AIM
Please lay out the part of the material that opens with the line containing "mark bird's head | bbox" and closes with the line containing "[0,0,104,225]" as a numbered list, leaving out any blank lines.

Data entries

begin

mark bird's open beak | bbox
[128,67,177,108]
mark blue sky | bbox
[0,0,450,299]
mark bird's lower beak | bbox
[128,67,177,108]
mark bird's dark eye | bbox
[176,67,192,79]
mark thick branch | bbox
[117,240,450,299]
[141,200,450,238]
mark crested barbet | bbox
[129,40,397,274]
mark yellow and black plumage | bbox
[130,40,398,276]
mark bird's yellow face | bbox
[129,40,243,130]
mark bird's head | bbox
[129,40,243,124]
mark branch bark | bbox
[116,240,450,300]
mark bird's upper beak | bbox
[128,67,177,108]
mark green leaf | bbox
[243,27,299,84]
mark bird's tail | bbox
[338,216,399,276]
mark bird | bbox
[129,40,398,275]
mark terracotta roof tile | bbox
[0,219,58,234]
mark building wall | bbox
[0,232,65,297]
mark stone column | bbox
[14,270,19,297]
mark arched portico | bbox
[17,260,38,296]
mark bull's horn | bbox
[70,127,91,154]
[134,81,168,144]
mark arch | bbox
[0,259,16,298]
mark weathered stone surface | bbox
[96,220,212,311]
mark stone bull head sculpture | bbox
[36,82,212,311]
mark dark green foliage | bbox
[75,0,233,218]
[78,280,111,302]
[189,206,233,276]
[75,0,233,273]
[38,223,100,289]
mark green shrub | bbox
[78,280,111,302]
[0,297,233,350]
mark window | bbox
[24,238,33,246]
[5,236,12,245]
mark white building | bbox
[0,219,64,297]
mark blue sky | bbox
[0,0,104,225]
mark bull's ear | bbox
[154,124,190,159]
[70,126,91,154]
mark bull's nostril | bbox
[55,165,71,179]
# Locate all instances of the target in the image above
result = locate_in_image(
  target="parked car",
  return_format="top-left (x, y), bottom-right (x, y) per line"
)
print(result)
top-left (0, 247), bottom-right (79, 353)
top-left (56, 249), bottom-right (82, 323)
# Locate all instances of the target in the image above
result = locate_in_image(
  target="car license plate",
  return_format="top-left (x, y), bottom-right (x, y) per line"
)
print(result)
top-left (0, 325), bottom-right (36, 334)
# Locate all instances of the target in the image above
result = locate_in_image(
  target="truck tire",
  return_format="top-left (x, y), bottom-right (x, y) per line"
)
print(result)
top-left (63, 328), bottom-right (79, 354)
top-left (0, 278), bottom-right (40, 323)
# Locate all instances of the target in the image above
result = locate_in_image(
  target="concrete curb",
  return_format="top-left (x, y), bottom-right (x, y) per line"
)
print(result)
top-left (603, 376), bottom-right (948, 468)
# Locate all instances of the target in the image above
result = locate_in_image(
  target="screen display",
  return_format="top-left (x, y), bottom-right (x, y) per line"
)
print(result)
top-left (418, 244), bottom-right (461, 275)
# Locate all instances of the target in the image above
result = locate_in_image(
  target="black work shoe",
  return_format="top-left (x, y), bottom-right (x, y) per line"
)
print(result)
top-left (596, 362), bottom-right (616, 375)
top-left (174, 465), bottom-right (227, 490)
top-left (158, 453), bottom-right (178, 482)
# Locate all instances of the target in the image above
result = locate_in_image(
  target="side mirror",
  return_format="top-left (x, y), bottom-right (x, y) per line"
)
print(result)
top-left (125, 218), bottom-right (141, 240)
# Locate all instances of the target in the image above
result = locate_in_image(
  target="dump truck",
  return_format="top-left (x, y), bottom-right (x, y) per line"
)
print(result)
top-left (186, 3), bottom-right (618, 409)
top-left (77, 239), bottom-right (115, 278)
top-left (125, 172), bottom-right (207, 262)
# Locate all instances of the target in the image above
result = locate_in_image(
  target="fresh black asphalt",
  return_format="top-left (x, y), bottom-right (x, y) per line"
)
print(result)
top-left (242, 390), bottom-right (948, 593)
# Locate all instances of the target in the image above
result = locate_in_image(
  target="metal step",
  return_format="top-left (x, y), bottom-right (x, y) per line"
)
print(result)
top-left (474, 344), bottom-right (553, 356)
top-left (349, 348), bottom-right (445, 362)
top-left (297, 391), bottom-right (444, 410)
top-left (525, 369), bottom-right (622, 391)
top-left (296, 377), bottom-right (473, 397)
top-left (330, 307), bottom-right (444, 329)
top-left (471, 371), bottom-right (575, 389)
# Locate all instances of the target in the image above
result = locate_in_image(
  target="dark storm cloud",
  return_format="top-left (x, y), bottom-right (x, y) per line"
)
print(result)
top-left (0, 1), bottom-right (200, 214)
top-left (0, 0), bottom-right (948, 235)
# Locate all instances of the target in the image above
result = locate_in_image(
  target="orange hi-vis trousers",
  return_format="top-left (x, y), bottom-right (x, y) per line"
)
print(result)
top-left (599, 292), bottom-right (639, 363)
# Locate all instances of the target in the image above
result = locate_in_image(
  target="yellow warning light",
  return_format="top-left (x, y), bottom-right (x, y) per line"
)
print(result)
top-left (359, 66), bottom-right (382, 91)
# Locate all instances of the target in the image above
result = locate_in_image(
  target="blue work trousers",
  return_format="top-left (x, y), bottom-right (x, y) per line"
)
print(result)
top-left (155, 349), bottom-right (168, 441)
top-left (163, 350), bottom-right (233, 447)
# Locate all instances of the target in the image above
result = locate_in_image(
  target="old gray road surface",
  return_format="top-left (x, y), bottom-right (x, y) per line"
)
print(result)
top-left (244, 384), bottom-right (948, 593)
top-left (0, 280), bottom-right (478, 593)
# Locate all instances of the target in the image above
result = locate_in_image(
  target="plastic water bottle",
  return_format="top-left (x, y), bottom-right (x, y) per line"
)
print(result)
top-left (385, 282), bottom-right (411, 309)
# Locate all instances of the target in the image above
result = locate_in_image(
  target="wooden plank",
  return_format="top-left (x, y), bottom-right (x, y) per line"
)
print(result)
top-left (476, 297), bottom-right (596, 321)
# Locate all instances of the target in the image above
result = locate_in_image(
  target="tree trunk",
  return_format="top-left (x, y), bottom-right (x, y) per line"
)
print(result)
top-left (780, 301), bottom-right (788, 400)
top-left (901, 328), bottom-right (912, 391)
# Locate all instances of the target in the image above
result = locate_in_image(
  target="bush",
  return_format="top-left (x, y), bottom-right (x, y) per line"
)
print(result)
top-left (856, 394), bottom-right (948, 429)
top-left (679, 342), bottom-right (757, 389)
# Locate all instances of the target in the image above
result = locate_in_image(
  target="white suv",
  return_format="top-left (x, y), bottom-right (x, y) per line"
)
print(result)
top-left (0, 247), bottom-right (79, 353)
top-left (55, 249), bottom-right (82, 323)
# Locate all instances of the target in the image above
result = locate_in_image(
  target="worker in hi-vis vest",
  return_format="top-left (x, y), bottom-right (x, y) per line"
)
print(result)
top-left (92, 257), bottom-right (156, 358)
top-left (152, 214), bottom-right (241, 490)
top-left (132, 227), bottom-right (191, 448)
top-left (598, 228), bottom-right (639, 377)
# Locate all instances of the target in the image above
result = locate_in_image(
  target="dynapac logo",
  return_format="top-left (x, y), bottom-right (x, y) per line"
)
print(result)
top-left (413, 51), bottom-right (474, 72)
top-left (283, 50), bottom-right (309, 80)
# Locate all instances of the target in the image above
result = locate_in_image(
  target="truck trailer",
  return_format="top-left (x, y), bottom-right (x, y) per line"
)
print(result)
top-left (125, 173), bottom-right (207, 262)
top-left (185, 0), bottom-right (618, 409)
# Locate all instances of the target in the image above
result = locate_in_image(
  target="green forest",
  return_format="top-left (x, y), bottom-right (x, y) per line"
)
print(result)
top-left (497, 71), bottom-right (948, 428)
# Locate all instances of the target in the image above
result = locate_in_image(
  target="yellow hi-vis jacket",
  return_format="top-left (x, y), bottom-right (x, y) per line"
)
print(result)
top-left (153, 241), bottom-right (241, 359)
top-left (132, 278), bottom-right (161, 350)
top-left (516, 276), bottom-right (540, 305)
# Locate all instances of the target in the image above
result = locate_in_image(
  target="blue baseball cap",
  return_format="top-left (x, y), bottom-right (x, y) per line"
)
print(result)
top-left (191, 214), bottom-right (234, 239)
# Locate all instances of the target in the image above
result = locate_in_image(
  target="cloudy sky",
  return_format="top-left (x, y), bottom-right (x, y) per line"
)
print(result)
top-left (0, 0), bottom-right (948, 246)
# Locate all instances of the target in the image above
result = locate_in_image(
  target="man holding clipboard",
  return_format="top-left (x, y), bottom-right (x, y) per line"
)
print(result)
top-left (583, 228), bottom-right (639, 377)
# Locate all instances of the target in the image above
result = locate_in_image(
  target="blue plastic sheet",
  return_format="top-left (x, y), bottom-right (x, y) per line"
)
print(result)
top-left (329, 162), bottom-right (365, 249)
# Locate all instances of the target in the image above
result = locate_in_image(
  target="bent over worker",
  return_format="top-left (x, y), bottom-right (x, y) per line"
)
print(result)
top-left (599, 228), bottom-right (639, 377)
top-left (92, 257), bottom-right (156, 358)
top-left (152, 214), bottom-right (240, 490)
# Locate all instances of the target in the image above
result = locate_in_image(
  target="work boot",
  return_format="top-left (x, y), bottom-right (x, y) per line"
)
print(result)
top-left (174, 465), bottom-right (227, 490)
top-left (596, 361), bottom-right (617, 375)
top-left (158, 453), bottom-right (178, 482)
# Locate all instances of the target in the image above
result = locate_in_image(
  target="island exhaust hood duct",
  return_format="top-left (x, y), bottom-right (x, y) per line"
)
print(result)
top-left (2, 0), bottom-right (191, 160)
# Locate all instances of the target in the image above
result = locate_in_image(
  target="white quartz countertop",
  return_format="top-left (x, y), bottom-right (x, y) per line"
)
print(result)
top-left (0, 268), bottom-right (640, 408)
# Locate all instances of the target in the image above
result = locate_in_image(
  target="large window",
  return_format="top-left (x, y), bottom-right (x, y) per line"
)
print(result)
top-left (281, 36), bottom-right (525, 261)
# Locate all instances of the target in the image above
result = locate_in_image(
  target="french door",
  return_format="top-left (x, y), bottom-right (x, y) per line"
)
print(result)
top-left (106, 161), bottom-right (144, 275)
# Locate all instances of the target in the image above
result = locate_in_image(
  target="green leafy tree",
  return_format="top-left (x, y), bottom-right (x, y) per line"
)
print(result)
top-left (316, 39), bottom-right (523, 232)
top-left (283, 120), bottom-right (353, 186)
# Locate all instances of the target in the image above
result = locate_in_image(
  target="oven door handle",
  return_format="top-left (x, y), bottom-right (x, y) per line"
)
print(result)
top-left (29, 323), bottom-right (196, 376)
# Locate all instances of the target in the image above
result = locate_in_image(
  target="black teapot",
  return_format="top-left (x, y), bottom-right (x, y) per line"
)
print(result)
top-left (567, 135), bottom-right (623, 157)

end

THE RESPONSE
1. mark bird's head | bbox
2. [129,40,243,124]
3. mark branch bark | bbox
4. [116,240,450,300]
5. mark bird's upper beak | bbox
6. [128,67,177,108]
7. mark green leaf | bbox
8. [243,27,299,84]
9. mark bird's tail | bbox
10. [338,216,399,276]
11. mark bird | bbox
12. [129,40,398,275]
13. mark terracotta roof tile | bbox
14. [0,219,58,234]
15. mark building wall | bbox
16. [0,232,65,297]
17. mark stone column | bbox
18. [14,270,19,297]
19. mark arched portico | bbox
20. [17,260,38,296]
21. mark bull's horn | bbox
22. [70,127,91,154]
23. [134,81,168,144]
24. mark arch | bbox
25. [0,259,16,298]
26. mark weathered stone surface | bbox
27. [96,220,212,311]
28. mark stone bull head sculpture | bbox
29. [36,82,212,311]
30. mark dark green foliage | bbox
31. [75,0,233,218]
32. [78,280,111,302]
33. [189,206,233,276]
34. [75,0,233,273]
35. [38,223,100,289]
36. mark green shrub | bbox
37. [78,280,111,302]
38. [0,297,233,350]
39. mark window | bbox
40. [24,238,33,246]
41. [5,236,12,245]
42. mark white building | bbox
43. [0,219,64,297]
44. mark blue sky | bbox
45. [0,0,104,225]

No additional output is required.